Of the lines in the data below, write out exactly those from the one holding "like point(513, 92)." through the one holding "like point(767, 149).", both included.

RAW DATA:
::::::::

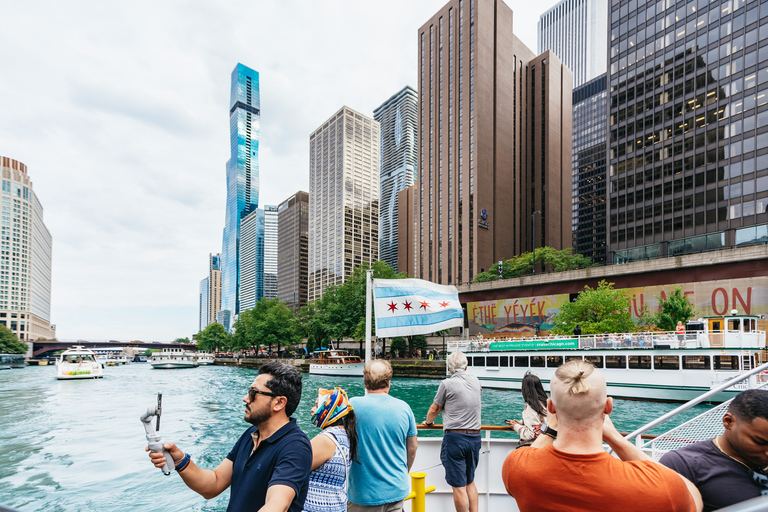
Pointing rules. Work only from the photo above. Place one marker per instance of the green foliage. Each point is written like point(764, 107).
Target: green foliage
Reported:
point(556, 260)
point(9, 343)
point(214, 338)
point(269, 323)
point(596, 311)
point(675, 308)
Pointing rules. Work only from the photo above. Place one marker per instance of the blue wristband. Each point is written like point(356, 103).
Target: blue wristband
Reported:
point(183, 463)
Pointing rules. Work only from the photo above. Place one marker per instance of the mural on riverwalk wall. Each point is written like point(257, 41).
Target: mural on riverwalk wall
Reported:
point(522, 316)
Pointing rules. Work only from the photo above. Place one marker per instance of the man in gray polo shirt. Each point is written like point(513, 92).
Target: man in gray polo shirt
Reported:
point(459, 400)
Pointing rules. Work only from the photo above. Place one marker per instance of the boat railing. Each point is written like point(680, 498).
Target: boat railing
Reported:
point(703, 426)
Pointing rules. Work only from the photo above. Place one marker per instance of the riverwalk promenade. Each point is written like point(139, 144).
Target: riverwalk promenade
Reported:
point(411, 368)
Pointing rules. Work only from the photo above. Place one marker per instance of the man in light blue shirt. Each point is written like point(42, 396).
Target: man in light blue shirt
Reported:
point(386, 445)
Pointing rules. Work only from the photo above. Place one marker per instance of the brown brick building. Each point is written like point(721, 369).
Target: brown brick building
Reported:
point(494, 146)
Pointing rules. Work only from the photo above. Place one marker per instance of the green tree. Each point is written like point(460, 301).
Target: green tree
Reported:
point(599, 310)
point(9, 343)
point(674, 308)
point(214, 338)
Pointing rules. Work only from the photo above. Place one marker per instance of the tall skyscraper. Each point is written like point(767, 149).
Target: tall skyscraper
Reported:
point(688, 152)
point(293, 250)
point(590, 108)
point(251, 259)
point(494, 144)
point(270, 252)
point(242, 177)
point(210, 292)
point(25, 263)
point(397, 117)
point(577, 32)
point(344, 209)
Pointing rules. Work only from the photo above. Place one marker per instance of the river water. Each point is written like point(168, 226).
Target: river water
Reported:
point(79, 445)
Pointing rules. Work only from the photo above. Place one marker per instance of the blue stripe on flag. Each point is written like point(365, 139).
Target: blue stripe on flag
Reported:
point(386, 292)
point(428, 319)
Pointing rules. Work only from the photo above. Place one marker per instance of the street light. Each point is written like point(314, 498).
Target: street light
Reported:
point(533, 238)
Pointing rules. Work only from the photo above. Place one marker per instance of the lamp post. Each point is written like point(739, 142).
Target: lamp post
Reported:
point(533, 239)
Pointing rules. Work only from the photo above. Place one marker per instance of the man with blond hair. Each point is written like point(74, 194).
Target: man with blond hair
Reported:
point(459, 400)
point(566, 468)
point(386, 445)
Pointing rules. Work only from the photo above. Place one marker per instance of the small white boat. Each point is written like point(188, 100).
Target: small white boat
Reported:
point(171, 358)
point(78, 363)
point(335, 362)
point(204, 358)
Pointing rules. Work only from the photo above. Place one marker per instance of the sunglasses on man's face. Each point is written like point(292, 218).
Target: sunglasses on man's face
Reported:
point(761, 479)
point(253, 392)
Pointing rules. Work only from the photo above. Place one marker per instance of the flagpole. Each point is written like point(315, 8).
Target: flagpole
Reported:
point(368, 301)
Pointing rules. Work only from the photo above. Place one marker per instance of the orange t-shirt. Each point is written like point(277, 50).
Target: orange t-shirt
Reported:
point(547, 479)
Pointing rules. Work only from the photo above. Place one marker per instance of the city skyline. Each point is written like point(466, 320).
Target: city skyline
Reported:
point(133, 107)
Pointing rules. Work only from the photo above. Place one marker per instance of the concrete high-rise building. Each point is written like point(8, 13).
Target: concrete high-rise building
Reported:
point(293, 250)
point(251, 259)
point(688, 124)
point(210, 292)
point(590, 108)
point(344, 192)
point(397, 118)
point(242, 177)
point(270, 252)
point(494, 144)
point(25, 263)
point(577, 32)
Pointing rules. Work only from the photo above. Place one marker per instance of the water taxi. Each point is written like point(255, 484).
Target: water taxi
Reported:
point(335, 362)
point(171, 358)
point(78, 363)
point(204, 358)
point(664, 366)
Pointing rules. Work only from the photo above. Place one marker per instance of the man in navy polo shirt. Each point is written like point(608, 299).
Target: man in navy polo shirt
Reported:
point(268, 468)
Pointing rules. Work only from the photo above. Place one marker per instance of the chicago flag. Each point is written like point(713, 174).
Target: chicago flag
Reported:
point(405, 307)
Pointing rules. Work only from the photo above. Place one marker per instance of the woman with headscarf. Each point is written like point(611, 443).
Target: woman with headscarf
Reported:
point(535, 412)
point(333, 451)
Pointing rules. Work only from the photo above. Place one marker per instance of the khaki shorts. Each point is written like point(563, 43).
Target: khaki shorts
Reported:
point(398, 506)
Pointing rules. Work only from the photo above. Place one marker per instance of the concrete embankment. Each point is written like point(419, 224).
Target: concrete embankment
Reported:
point(411, 368)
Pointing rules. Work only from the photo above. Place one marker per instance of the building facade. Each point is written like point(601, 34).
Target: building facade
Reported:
point(251, 259)
point(242, 177)
point(25, 262)
point(577, 31)
point(494, 144)
point(590, 108)
point(344, 209)
point(293, 250)
point(270, 252)
point(397, 120)
point(688, 151)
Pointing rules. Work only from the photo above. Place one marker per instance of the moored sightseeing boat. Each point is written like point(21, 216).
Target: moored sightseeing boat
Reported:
point(335, 362)
point(78, 363)
point(646, 366)
point(171, 358)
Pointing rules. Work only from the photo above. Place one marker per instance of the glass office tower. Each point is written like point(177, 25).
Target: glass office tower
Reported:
point(688, 151)
point(242, 177)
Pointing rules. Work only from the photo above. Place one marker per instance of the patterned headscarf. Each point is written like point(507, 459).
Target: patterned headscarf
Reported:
point(332, 406)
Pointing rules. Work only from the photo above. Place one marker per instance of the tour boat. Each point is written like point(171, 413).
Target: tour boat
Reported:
point(78, 363)
point(204, 358)
point(171, 358)
point(662, 366)
point(335, 362)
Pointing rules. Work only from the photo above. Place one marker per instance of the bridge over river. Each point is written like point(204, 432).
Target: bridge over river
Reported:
point(47, 348)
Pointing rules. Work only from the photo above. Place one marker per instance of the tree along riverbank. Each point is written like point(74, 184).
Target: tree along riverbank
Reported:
point(411, 368)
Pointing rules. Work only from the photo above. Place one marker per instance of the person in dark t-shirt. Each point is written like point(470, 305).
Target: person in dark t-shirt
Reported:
point(269, 465)
point(731, 467)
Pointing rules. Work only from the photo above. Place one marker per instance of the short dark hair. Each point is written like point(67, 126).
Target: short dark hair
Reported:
point(286, 381)
point(750, 404)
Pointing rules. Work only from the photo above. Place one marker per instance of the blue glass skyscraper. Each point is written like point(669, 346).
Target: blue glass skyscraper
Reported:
point(242, 177)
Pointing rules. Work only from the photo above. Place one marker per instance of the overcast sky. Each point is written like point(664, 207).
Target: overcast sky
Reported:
point(120, 112)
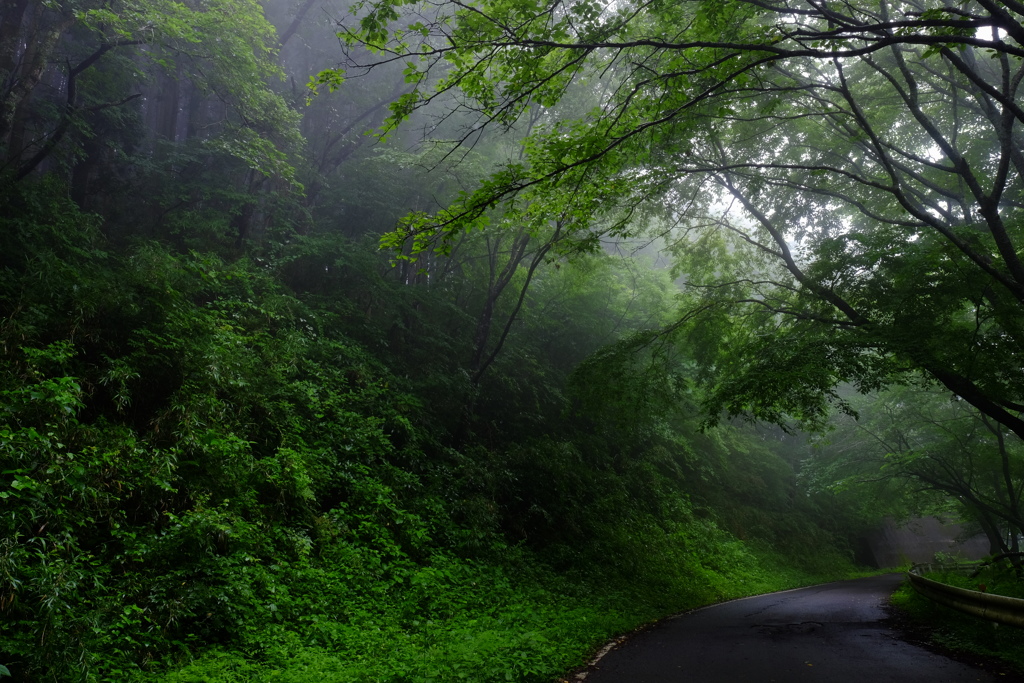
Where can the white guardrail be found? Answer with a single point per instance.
(997, 608)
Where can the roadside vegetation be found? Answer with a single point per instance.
(962, 634)
(404, 342)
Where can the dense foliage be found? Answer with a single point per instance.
(240, 441)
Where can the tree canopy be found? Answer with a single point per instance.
(865, 156)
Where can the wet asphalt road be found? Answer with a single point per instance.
(827, 634)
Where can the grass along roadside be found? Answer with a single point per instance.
(956, 634)
(481, 624)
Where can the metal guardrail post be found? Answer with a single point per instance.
(997, 608)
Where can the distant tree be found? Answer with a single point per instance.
(845, 179)
(921, 441)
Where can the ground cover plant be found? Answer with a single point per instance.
(960, 633)
(210, 474)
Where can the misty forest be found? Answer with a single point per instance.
(442, 340)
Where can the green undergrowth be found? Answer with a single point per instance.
(465, 622)
(999, 580)
(210, 471)
(962, 633)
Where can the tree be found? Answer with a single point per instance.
(855, 170)
(221, 50)
(913, 442)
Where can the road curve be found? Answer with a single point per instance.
(832, 633)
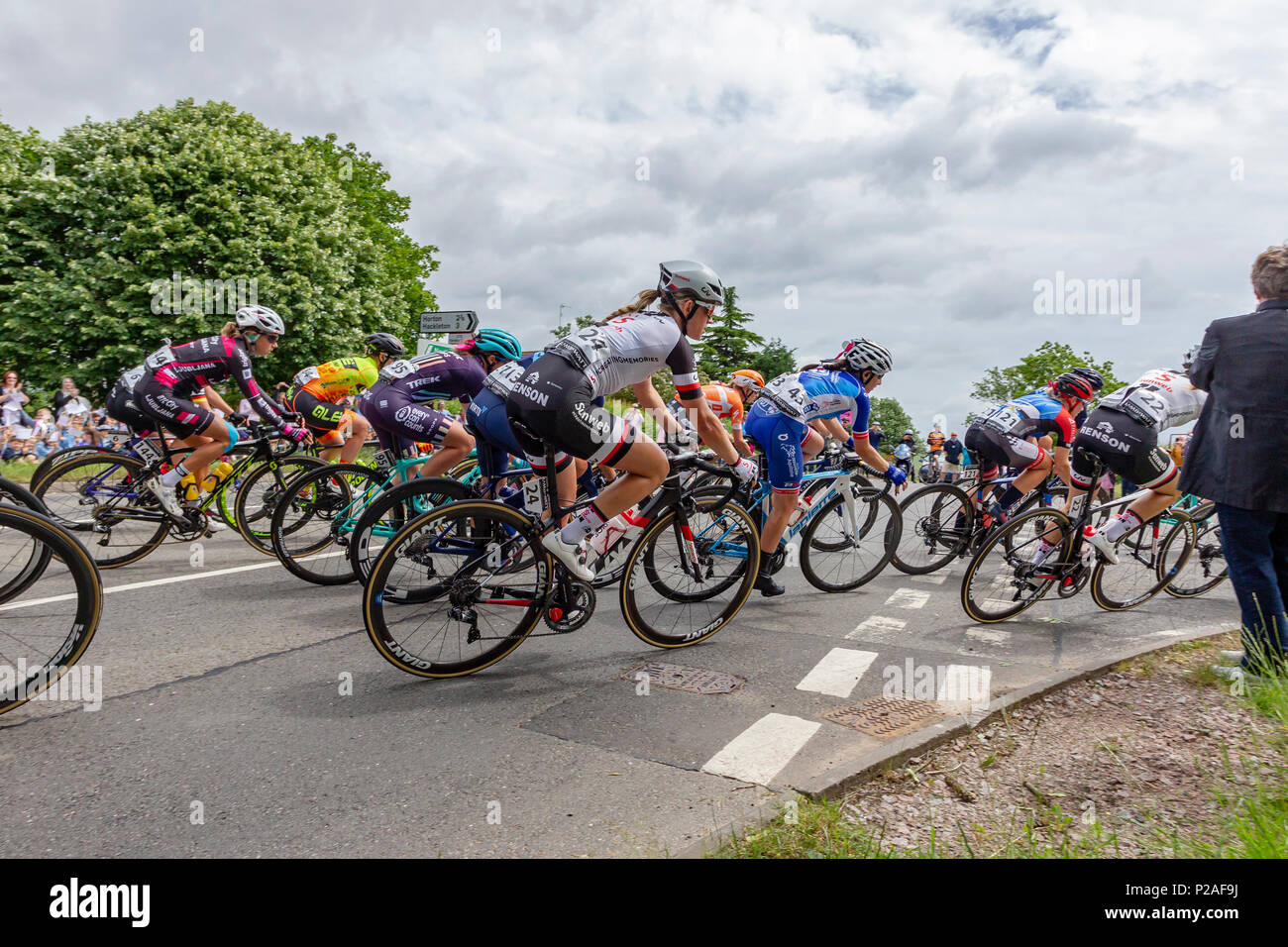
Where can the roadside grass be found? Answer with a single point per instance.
(1250, 799)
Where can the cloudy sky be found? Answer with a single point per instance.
(905, 171)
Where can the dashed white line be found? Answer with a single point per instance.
(909, 598)
(877, 626)
(760, 751)
(838, 672)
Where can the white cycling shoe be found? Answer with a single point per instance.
(570, 554)
(166, 497)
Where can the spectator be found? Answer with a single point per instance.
(1236, 451)
(953, 450)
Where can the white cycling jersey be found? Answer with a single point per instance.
(630, 350)
(1162, 398)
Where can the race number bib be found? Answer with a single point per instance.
(787, 394)
(305, 375)
(395, 369)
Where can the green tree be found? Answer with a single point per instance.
(728, 344)
(121, 234)
(1034, 369)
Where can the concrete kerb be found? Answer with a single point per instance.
(838, 781)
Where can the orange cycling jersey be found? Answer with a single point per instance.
(725, 402)
(339, 379)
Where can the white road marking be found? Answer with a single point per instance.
(877, 626)
(909, 598)
(838, 672)
(132, 586)
(760, 751)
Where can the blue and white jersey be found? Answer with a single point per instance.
(815, 394)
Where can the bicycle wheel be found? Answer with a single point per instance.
(101, 496)
(258, 492)
(1205, 570)
(1009, 574)
(677, 592)
(938, 522)
(320, 509)
(1149, 557)
(46, 625)
(389, 512)
(445, 598)
(838, 554)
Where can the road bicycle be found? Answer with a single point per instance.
(463, 585)
(51, 603)
(1012, 570)
(104, 496)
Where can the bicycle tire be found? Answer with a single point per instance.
(1111, 598)
(125, 517)
(331, 497)
(46, 672)
(670, 527)
(936, 528)
(257, 496)
(1206, 554)
(467, 523)
(391, 510)
(832, 514)
(979, 599)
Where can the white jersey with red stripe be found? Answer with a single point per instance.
(1160, 397)
(629, 350)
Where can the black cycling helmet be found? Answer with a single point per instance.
(384, 342)
(1091, 375)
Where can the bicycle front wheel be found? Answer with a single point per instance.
(840, 553)
(48, 618)
(677, 590)
(1010, 571)
(456, 590)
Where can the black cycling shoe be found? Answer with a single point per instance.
(765, 583)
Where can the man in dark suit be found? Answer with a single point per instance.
(1236, 455)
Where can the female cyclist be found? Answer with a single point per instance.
(552, 405)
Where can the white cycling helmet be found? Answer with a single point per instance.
(862, 355)
(261, 318)
(691, 279)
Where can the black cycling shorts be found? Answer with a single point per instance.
(1128, 447)
(553, 406)
(992, 449)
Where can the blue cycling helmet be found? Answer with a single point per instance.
(498, 343)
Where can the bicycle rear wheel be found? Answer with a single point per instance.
(1206, 569)
(1009, 573)
(840, 556)
(677, 591)
(938, 522)
(451, 594)
(50, 617)
(320, 509)
(1149, 557)
(102, 497)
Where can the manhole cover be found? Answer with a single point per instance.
(679, 678)
(884, 716)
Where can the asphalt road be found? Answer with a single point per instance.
(246, 714)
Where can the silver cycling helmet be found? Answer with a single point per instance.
(261, 318)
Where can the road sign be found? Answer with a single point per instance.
(456, 321)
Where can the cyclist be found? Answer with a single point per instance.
(174, 373)
(1124, 432)
(552, 405)
(316, 394)
(395, 403)
(780, 423)
(1004, 437)
(729, 401)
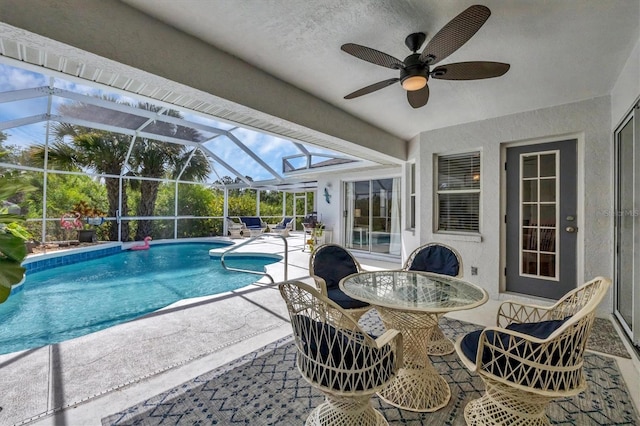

::::::::

FINISHED TASK:
Pointing rules. Work only from the photo above. Place one marker per instance of the man in gray polo shirt. Each point is written like point(513, 92).
Target: man in gray polo shirt
Reported:
point(459, 400)
Pointing rules. Work only from the photo above. Place one marker per instance of the boat railing. Each point is written like point(680, 498).
Target: boat railing
Reported:
point(703, 426)
Pointing rules. Work only from the photo above. Place one marker per instance of the riverwalk promenade. Each point is written like point(139, 144).
Target: riverwalk promenade
Reported:
point(411, 368)
Pointing rules. Work only from the photo above. Place one marker per instance of the man in light blue shirt. Each point is written like point(42, 396).
Target: man in light blue shirt
Reported:
point(386, 445)
Pointing rules. Work only from the photo above. Place one marker per instance of the brown brick building. Each point is written like point(721, 369).
Target: brown brick building
Reported:
point(494, 146)
Pointing rules. Work only from the photo above. Place one marker per instance of the green tree. Each point is written like point(460, 301).
Target: green tree
Reported:
point(599, 310)
point(9, 343)
point(674, 308)
point(214, 338)
Pointing rules. Work only from the photo above. Place one marker per instance of the tall skyscraper. Each point is written like point(767, 149).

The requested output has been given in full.